## WORK REQUEST
Include in the output the line containing "Where can you spot the nightstand drawer" and each subsequent line of the records, through the end, transcribed exactly. Add nothing else.

## ENTRIES SUPPLIED

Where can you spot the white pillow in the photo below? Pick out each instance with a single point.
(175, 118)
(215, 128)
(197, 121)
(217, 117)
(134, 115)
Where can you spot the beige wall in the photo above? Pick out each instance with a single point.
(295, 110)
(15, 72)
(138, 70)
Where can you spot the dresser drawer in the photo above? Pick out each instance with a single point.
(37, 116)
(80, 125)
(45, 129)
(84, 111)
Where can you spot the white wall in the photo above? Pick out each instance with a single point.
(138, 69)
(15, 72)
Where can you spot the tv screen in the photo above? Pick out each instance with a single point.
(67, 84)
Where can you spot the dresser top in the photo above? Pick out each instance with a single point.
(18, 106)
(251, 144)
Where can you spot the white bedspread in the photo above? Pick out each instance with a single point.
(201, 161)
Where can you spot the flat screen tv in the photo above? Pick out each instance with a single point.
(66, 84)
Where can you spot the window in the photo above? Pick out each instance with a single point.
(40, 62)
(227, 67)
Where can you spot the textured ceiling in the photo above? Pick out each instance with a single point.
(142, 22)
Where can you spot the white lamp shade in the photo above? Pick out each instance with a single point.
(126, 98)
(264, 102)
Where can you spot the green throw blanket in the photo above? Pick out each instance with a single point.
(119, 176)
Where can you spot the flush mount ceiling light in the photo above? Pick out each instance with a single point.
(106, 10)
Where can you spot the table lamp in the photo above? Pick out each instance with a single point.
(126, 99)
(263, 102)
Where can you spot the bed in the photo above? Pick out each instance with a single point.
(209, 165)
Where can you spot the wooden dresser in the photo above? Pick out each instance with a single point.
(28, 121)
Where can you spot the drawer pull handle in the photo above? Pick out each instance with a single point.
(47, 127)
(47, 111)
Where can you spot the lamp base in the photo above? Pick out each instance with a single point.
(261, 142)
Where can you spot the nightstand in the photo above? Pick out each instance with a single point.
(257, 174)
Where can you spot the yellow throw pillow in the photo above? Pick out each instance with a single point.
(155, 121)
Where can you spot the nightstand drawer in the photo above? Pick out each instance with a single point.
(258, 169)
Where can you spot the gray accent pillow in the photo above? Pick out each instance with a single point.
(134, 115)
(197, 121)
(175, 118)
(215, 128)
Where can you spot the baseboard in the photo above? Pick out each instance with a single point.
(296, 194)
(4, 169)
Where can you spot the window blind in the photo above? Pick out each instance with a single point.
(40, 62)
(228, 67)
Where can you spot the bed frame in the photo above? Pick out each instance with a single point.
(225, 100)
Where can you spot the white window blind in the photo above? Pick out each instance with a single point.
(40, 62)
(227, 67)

## WRITTEN RESPONSE
Where can you spot the nightstand drawer in the photo above? Pick out each instance with a single point.
(258, 169)
Where can you spot the gray accent pillow in the photo above? Pick out each instance with a single point.
(134, 115)
(197, 121)
(175, 118)
(215, 128)
Where can you spot the baseboard in the photo above? Pick out each instance with a single point.
(296, 194)
(4, 169)
Where can you spot the window blind in the photo above? Pick out each instance with a single point.
(40, 62)
(228, 67)
Where can you spot the bed frame in the photo above? Pick out each instance with a single point.
(225, 100)
Where can you spot the white window blind in the photo above? Pick out each instance with a single point.
(40, 62)
(227, 67)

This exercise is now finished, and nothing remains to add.